## What is needed
Format every line of the records below as a Markdown table with two columns, Row for the row number and Line for the line itself, skipping blank lines and leaving out the pictures.
□ □ □ □
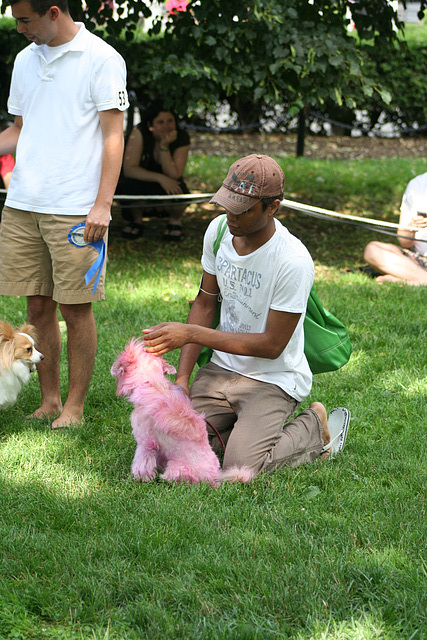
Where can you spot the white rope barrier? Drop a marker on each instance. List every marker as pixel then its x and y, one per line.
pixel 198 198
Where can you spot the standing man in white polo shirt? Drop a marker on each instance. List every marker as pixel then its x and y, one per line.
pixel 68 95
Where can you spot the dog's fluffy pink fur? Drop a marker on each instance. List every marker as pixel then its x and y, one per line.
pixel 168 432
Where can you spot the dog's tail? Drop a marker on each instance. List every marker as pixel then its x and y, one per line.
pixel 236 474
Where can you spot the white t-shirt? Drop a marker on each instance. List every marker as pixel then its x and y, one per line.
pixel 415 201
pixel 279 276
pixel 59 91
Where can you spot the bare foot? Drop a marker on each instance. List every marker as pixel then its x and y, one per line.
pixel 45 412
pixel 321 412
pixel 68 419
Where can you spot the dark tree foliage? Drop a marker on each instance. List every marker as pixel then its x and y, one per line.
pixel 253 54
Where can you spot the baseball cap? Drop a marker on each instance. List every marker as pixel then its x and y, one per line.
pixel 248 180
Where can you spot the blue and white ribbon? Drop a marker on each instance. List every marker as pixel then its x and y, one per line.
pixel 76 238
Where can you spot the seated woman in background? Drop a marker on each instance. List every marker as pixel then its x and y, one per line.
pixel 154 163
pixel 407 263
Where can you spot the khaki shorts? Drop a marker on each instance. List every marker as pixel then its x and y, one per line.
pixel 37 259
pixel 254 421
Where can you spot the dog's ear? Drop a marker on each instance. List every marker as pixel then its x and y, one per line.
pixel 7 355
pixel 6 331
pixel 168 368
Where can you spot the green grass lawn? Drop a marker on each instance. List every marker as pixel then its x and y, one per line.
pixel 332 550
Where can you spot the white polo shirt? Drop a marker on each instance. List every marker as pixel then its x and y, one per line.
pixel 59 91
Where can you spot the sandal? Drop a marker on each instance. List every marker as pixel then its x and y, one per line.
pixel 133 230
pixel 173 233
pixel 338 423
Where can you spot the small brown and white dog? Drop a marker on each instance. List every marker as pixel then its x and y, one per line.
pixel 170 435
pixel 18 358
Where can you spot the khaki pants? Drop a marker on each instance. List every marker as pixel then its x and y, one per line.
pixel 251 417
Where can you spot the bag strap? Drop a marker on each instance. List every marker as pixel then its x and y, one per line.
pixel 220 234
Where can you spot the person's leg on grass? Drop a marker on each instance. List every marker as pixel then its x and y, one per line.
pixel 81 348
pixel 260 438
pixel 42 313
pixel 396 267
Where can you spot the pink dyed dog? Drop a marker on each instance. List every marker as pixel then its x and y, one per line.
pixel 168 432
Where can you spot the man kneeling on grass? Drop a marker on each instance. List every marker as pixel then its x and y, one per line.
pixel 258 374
□ □ □ □
## Solution for this problem
| Row | Line |
|---|---|
| 1 | Where can you spot the white rope barrier? Drop a marker on each instance. List every marker as pixel then its x and y, one per line. |
| 2 | pixel 198 198 |
| 3 | Where can you spot the standing man in white polo shirt? Drop a marker on each instance. List every marker as pixel then its x and y, one per line. |
| 4 | pixel 68 95 |
| 5 | Where can you spot the dog's fluffy pink fur? Drop a marker on each instance. List every marker as pixel then its x and y, one per line. |
| 6 | pixel 168 432 |
| 7 | Where can you spot the dog's tail? Drop a marker on each instance. List every marker as pixel then its x and y, one per line. |
| 8 | pixel 236 474 |
| 9 | Where can you spot the white t-shirt? Drop a marker on each instance. List every marker as pixel then its x and y, one per line. |
| 10 | pixel 415 201 |
| 11 | pixel 279 276 |
| 12 | pixel 59 91 |
| 13 | Where can you spot the bare foot? Drop a marker on each instance. List every marker as pixel then its x and y, one per line. |
| 14 | pixel 45 412 |
| 15 | pixel 321 412 |
| 16 | pixel 68 419 |
| 17 | Where can you spot the dark tree foliage? Drop a marker on each instance. List every marker as pixel then its x and y, one per line. |
| 18 | pixel 253 54 |
| 19 | Where can you spot the baseball cap? Drop a marker on each instance. List every marker as pixel then its x and y, one per line. |
| 20 | pixel 248 180 |
| 21 | Where can you spot the blue and white ribbon? Drop a marker on each instance. List every marker as pixel then its x and y, one per line. |
| 22 | pixel 76 238 |
| 23 | Where can you spot the seated woman in background? Drop a marker on each instance. List every marker as pixel then its x and y, one per line. |
| 24 | pixel 154 163 |
| 25 | pixel 407 263 |
| 26 | Where can you spot the khaki shorts? Drop a marker on each instance. List every marker as pixel then its x and y, one per line. |
| 27 | pixel 37 259 |
| 28 | pixel 254 421 |
| 29 | Where can you spot the dog's ear? Drop a marker on each instance. List every marker as pixel then its x and y, one per line. |
| 30 | pixel 7 355 |
| 31 | pixel 6 331 |
| 32 | pixel 168 368 |
| 33 | Where can you spot the green grass lawn? Drop a marker on each instance. List every marker as pixel then its x and y, one per line. |
| 34 | pixel 332 550 |
| 35 | Where can you spot the white polo shirt? Drop a marker on each instance. List every marker as pixel then its x and y, one per line. |
| 36 | pixel 59 91 |
| 37 | Where can you spot the sandal? Drop a marker on each instance. List every marker as pixel then its x and y, one per line. |
| 38 | pixel 133 230 |
| 39 | pixel 173 233 |
| 40 | pixel 338 423 |
| 41 | Where can you spot the small brown and white dog? Drop a marker on each instance. List every marker as pixel then its x and y, one per line. |
| 42 | pixel 170 435 |
| 43 | pixel 18 358 |
| 44 | Where can you spot the khaki pants? Drop a marker on each instance. List every marker as pixel then its x and y, one per line. |
| 45 | pixel 251 417 |
| 46 | Where can you spot the bag strap? Drop a marker on each instance. List every marker as pixel then its x and y, one per line. |
| 47 | pixel 220 234 |
| 48 | Where can you spot the person's leg on grass? Drop a marker on each instance. List every marker as pixel then its x and y, one per line. |
| 49 | pixel 81 348 |
| 50 | pixel 260 438 |
| 51 | pixel 42 313 |
| 52 | pixel 396 267 |
| 53 | Where can you spot the pink dyed dog? Drop a marker on each instance. List every marker as pixel then its x and y, one per line. |
| 54 | pixel 168 432 |
| 55 | Where can you spot the man kneeling on grass? Drop a marker on each instance. List every marker as pixel then its x and y, one per line. |
| 56 | pixel 258 374 |